(Stored records)

=== Section Start ===

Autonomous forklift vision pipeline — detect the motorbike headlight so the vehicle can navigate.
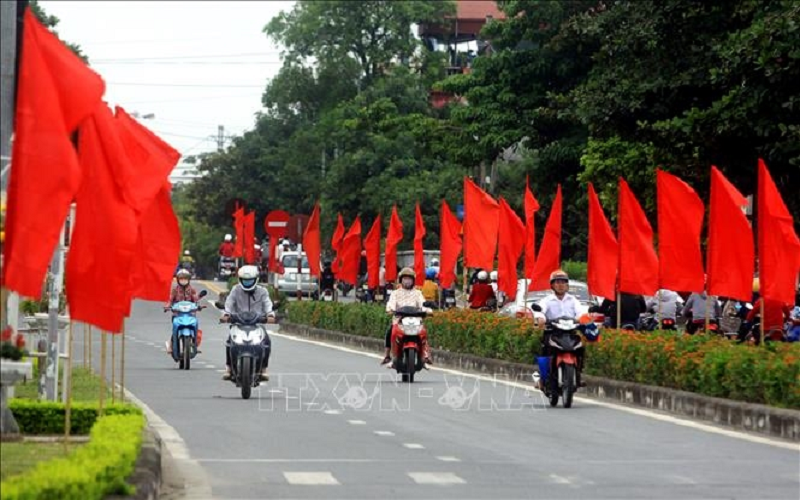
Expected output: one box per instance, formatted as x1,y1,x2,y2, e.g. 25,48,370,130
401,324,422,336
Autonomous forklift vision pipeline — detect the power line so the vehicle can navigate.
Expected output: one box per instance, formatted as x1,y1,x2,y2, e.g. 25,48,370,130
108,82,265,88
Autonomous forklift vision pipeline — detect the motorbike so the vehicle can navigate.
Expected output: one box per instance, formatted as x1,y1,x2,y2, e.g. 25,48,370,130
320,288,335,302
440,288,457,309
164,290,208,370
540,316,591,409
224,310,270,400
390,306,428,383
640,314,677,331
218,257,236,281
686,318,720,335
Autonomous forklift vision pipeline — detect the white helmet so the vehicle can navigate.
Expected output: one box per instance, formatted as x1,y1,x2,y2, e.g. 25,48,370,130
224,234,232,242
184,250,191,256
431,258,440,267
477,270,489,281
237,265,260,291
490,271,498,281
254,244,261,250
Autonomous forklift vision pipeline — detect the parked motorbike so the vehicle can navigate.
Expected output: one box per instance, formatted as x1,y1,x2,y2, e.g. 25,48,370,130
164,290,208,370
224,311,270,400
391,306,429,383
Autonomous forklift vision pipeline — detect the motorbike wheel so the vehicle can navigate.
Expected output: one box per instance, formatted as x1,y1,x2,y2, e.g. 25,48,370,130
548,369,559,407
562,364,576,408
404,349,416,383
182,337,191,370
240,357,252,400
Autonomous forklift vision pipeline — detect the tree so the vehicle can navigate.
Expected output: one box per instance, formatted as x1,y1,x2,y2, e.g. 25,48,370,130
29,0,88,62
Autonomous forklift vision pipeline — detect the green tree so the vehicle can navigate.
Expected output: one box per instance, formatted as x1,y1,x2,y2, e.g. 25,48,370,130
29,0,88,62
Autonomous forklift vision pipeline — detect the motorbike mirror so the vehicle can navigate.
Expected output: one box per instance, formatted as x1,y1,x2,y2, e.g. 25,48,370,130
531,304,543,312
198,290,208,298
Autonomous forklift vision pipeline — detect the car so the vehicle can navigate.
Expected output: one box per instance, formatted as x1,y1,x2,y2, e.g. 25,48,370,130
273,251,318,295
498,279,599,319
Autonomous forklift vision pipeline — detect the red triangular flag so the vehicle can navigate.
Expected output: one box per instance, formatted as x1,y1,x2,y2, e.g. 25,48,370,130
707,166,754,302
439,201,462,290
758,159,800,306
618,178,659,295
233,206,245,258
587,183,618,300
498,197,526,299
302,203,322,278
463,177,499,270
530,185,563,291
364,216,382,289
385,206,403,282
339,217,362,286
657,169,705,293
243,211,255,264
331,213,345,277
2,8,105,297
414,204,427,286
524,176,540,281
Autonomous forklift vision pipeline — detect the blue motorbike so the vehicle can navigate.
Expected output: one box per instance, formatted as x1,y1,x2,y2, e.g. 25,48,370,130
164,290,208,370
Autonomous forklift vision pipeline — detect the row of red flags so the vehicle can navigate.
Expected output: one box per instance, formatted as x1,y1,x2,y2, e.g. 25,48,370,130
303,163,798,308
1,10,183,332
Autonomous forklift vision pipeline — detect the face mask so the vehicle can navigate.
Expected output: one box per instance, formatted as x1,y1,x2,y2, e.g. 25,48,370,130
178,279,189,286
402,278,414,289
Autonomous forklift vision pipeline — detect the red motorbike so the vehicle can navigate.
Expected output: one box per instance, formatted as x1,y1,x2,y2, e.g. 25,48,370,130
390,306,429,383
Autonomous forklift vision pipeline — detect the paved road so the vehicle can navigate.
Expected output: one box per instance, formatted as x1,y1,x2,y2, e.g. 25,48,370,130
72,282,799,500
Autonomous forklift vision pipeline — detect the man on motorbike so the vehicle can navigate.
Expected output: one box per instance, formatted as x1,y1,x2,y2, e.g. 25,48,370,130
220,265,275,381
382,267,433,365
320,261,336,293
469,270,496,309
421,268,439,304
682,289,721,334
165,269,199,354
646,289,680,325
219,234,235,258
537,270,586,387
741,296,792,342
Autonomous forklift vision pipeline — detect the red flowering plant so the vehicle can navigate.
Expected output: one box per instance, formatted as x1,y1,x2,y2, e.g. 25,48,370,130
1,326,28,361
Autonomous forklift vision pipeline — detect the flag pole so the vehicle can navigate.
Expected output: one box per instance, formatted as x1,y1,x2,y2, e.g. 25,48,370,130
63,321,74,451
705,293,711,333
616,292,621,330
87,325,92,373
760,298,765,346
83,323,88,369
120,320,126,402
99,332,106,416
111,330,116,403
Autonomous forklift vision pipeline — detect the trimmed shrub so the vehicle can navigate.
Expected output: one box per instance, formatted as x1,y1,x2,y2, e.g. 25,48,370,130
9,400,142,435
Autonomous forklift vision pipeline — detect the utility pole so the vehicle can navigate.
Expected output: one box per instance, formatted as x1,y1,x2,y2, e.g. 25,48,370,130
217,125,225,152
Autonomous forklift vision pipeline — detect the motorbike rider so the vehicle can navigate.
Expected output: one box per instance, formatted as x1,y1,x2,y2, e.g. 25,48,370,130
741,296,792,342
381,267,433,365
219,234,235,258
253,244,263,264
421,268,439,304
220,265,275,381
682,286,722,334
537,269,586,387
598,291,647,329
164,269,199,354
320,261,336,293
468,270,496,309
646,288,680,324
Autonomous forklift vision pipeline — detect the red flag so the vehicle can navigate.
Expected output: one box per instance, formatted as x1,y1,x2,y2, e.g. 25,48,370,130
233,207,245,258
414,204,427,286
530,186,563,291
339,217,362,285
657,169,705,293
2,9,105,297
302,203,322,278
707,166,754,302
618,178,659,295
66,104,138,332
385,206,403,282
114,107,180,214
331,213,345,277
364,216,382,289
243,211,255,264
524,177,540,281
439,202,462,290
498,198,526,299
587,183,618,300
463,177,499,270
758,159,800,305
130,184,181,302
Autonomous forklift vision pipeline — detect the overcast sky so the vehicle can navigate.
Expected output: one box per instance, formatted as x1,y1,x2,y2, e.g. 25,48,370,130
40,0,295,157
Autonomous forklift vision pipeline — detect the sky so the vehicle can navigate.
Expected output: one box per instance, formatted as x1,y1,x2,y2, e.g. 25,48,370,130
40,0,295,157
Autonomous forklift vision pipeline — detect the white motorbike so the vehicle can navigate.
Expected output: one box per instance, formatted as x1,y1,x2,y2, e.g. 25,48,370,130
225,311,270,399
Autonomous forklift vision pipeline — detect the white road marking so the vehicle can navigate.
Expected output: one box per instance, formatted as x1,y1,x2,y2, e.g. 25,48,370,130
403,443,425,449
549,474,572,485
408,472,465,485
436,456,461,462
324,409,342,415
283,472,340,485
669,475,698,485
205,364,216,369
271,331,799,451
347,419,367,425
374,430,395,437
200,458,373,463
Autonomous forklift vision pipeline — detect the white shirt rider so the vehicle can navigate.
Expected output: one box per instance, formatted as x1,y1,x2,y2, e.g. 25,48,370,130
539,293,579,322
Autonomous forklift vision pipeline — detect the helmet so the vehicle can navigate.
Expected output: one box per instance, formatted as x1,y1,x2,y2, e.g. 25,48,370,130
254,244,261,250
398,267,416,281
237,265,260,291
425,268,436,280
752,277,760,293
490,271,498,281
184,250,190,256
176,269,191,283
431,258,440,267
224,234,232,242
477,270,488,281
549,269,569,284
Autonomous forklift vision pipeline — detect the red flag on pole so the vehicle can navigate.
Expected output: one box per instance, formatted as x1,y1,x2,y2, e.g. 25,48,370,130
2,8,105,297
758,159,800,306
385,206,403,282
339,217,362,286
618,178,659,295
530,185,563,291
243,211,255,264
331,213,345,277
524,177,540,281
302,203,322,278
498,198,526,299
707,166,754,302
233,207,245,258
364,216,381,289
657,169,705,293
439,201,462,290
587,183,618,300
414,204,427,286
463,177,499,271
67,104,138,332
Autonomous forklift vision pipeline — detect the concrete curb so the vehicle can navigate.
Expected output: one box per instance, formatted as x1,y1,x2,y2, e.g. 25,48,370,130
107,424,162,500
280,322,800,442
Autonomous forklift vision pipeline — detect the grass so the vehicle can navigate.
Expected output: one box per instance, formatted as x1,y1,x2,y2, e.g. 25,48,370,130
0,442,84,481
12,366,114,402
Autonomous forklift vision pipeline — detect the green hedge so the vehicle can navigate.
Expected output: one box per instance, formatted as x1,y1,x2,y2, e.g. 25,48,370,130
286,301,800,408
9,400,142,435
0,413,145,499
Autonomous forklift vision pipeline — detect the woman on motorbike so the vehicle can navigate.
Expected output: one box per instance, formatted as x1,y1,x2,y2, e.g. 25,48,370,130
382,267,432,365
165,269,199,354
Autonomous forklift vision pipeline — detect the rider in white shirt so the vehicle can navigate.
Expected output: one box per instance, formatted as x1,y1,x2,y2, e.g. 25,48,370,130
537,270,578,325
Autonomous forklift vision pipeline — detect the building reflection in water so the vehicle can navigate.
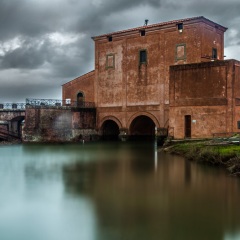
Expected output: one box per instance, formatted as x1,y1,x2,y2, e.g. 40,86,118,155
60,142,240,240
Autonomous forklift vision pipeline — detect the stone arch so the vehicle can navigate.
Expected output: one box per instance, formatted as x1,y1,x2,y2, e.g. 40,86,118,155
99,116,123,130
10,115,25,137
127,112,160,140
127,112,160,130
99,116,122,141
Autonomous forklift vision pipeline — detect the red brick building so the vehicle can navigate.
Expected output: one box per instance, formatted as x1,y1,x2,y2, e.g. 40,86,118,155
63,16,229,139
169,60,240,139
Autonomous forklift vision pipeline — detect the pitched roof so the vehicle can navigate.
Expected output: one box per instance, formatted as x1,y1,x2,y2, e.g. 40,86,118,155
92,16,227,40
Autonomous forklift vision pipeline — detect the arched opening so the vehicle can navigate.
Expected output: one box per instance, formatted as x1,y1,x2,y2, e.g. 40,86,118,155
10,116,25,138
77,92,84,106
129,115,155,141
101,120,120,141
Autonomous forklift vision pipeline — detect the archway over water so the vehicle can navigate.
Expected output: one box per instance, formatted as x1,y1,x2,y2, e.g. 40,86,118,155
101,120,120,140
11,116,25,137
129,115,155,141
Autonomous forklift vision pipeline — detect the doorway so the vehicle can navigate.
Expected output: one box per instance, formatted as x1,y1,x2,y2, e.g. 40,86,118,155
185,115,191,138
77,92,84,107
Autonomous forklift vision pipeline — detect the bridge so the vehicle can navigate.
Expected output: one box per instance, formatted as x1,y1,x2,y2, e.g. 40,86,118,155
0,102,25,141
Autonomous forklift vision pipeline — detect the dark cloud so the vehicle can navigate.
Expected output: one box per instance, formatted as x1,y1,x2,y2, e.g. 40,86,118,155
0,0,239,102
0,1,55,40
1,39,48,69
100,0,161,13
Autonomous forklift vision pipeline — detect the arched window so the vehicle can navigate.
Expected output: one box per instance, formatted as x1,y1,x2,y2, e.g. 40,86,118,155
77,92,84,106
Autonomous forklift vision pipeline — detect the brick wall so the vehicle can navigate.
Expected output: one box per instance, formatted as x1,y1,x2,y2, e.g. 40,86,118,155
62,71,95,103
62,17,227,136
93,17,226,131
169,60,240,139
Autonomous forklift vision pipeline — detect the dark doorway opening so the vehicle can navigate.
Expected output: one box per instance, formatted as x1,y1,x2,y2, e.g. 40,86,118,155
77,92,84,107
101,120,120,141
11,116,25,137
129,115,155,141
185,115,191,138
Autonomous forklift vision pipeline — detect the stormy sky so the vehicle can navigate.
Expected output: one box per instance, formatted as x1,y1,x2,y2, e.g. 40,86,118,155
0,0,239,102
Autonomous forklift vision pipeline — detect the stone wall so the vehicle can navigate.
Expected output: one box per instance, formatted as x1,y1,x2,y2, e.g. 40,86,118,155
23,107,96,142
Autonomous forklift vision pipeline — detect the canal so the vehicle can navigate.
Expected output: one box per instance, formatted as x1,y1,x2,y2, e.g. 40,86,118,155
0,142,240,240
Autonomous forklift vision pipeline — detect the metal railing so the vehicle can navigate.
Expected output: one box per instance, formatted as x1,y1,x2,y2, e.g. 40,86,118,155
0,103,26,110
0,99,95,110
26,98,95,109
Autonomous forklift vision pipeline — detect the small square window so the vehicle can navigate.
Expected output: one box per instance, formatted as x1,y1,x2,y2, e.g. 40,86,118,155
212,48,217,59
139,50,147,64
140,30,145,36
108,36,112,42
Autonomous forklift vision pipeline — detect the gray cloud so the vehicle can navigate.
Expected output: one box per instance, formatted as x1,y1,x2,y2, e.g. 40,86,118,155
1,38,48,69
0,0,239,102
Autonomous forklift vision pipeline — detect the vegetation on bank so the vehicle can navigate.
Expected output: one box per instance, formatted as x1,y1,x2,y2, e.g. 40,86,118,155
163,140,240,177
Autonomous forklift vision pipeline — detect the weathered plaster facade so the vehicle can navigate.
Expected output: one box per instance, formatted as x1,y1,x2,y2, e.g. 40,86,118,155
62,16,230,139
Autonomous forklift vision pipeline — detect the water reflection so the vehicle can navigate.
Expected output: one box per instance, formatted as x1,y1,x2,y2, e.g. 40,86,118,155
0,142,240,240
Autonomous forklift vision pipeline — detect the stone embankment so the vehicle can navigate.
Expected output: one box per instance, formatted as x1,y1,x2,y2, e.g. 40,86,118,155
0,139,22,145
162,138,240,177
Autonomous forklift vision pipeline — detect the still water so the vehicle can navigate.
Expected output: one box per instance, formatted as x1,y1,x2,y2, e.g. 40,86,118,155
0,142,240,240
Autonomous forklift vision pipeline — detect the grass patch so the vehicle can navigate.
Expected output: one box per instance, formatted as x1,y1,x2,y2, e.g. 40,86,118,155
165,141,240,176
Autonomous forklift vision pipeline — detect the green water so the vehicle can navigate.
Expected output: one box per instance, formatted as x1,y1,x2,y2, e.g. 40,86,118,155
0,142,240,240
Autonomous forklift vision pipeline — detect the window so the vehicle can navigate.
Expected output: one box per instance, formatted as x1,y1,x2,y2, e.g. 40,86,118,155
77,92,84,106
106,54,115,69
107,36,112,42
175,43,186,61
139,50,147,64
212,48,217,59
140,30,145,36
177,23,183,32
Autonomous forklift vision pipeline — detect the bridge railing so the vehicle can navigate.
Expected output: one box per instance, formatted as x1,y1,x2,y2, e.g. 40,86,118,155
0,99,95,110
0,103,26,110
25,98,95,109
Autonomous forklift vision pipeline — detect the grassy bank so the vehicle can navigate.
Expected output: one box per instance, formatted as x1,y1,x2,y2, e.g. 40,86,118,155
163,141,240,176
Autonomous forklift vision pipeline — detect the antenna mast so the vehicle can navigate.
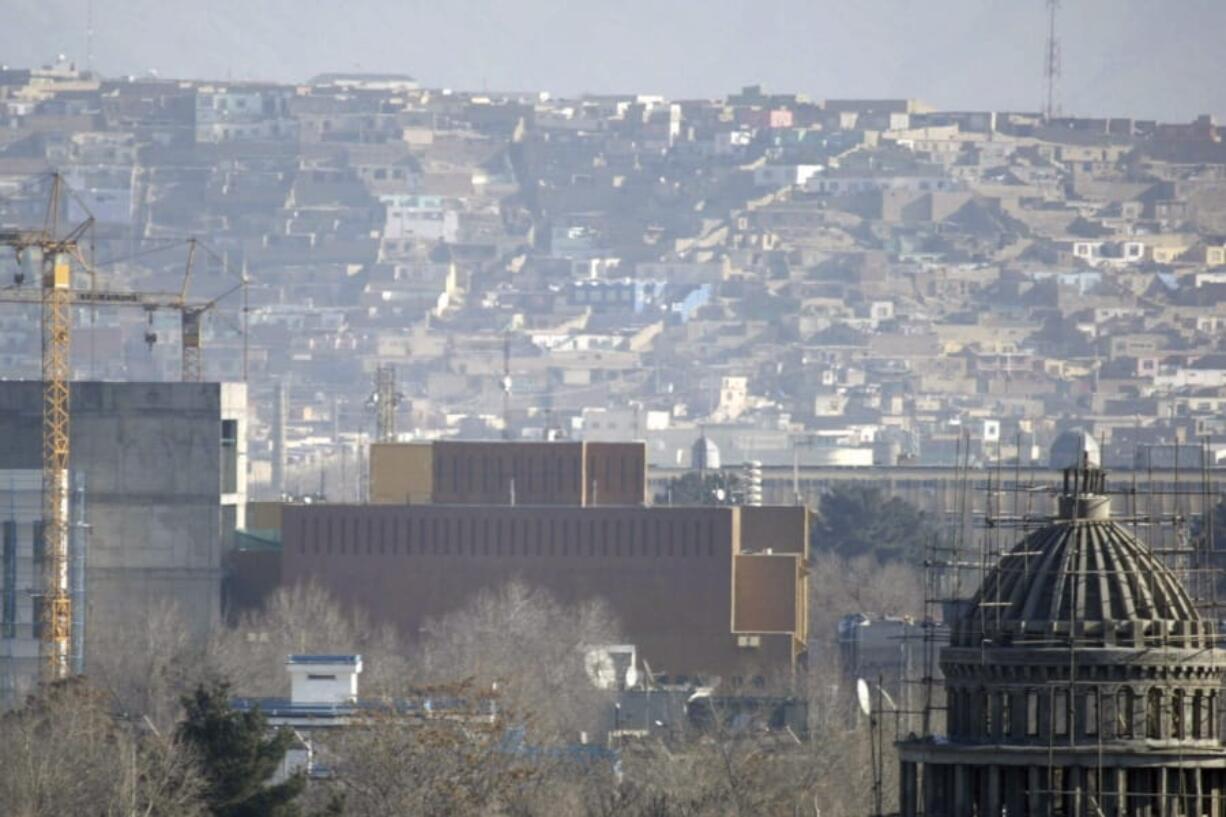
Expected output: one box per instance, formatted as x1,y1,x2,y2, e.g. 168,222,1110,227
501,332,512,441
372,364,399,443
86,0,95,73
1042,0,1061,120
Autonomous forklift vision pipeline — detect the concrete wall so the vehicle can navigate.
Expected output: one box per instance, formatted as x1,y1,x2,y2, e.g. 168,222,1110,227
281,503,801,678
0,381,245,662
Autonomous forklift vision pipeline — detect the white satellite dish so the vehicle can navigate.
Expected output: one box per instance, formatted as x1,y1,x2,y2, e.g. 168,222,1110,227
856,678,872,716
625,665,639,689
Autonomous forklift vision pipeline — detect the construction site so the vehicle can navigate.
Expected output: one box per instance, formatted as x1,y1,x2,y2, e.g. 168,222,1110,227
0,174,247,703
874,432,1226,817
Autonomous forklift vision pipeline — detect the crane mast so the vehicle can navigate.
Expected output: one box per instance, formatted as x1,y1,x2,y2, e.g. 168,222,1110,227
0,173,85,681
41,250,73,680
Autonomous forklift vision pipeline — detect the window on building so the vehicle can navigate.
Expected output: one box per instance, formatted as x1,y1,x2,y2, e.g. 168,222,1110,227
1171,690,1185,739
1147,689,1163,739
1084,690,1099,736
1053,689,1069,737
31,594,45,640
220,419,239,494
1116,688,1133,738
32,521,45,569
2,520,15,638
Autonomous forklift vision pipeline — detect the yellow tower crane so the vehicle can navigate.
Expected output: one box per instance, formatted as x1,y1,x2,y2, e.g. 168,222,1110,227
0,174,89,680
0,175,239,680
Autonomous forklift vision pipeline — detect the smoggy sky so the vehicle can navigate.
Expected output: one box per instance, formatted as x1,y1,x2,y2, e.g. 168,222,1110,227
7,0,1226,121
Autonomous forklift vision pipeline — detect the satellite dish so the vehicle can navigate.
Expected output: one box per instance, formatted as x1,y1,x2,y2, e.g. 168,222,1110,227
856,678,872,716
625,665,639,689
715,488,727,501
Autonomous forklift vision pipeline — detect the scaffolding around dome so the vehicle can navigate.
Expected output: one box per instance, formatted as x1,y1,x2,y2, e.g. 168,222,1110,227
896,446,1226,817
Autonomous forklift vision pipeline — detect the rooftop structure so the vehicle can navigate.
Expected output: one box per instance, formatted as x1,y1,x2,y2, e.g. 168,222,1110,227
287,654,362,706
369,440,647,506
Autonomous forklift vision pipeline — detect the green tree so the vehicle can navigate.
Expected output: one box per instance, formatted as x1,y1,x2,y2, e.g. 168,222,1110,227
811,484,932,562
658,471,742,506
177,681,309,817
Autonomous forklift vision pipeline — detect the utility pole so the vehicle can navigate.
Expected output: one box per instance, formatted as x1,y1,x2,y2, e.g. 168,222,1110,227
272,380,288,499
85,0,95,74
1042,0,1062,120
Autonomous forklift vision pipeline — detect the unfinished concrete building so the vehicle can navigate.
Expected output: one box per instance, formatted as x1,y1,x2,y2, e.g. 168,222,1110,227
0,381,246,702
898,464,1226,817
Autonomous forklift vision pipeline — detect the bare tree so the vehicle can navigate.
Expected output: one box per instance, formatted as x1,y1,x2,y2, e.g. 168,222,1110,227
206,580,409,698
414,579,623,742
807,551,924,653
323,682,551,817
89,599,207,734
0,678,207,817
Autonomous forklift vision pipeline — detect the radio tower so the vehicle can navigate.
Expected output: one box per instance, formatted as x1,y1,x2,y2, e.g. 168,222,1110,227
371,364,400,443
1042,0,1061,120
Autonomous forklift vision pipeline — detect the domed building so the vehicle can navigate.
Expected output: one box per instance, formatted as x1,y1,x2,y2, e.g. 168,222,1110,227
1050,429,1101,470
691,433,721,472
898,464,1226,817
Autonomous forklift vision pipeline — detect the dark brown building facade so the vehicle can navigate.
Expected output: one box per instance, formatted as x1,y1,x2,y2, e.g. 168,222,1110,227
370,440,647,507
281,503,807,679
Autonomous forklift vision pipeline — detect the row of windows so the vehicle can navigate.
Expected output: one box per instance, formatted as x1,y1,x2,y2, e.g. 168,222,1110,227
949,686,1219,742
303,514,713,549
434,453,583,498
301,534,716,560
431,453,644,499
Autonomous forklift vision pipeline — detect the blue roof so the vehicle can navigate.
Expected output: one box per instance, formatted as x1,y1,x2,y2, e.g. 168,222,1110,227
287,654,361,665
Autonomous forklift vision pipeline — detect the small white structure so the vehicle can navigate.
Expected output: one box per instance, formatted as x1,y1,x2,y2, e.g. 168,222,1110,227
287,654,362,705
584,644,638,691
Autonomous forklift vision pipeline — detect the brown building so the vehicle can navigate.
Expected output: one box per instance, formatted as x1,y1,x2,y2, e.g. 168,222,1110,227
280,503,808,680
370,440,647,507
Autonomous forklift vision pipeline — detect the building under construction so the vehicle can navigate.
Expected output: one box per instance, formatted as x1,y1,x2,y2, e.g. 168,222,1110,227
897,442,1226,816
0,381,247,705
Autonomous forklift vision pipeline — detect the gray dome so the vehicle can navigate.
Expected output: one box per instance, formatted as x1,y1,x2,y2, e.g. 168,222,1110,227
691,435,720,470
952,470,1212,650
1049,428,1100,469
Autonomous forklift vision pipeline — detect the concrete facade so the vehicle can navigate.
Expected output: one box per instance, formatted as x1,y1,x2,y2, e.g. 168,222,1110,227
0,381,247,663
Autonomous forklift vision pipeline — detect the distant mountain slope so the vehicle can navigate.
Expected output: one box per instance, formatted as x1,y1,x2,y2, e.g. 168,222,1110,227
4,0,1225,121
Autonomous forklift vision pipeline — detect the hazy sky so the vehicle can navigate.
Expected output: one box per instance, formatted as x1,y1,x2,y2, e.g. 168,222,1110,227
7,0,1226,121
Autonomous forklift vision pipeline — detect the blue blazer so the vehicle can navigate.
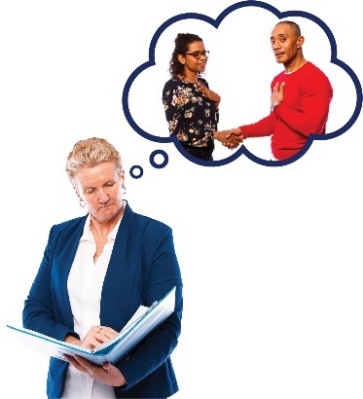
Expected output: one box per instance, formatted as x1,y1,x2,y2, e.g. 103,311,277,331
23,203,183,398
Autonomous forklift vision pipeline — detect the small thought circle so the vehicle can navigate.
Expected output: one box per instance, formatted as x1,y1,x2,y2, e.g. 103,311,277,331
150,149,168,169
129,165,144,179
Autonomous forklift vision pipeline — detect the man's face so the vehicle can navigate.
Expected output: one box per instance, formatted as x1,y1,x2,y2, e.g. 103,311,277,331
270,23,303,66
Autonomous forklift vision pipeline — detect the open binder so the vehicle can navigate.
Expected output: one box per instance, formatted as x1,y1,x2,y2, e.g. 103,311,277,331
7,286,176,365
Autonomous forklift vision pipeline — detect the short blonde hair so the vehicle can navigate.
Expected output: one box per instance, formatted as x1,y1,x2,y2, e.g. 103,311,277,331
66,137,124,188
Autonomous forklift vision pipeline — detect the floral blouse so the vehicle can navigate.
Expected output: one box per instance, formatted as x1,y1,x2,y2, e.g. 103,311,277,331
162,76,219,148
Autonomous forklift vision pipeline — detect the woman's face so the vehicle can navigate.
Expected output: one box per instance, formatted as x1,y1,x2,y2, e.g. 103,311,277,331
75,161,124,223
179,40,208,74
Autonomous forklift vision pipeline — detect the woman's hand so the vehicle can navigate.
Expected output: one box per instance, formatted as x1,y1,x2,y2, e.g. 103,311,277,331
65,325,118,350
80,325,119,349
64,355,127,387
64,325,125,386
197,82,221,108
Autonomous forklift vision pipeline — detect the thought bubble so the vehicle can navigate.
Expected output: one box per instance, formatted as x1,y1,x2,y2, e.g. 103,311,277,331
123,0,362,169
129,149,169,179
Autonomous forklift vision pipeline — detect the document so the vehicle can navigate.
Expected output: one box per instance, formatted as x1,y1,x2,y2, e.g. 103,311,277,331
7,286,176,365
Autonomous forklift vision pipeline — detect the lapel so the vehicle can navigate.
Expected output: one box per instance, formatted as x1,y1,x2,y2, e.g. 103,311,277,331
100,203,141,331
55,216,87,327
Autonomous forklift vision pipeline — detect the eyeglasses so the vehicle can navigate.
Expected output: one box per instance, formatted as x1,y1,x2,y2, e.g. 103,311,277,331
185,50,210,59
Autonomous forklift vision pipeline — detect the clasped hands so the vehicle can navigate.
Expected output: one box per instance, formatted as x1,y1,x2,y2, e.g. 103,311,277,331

=== Section End ===

### Directions for this task
Set down the records above word for word, from the first line through the line containing "Autonomous forklift vision pipeline — detect the motorbike so", both included; leave out the pictures.

### Result of this exercise
Autonomous forklift vision pipeline — detect the motorbike headlight so the vehicle can navigate.
Expected output: one box per instance, formatted as x1,y1,x2,y2, e.g. 25,48,370,130
401,324,422,336
Autonomous forklift vision pipeline — detect the power line so the vehicle can navigate.
Expected output: one box per instance, formatted as x1,y1,x2,y2, e.g. 25,48,370,130
108,82,265,88
Autonomous forklift vision pipeline — detect the motorbike so the vehicle can navigate.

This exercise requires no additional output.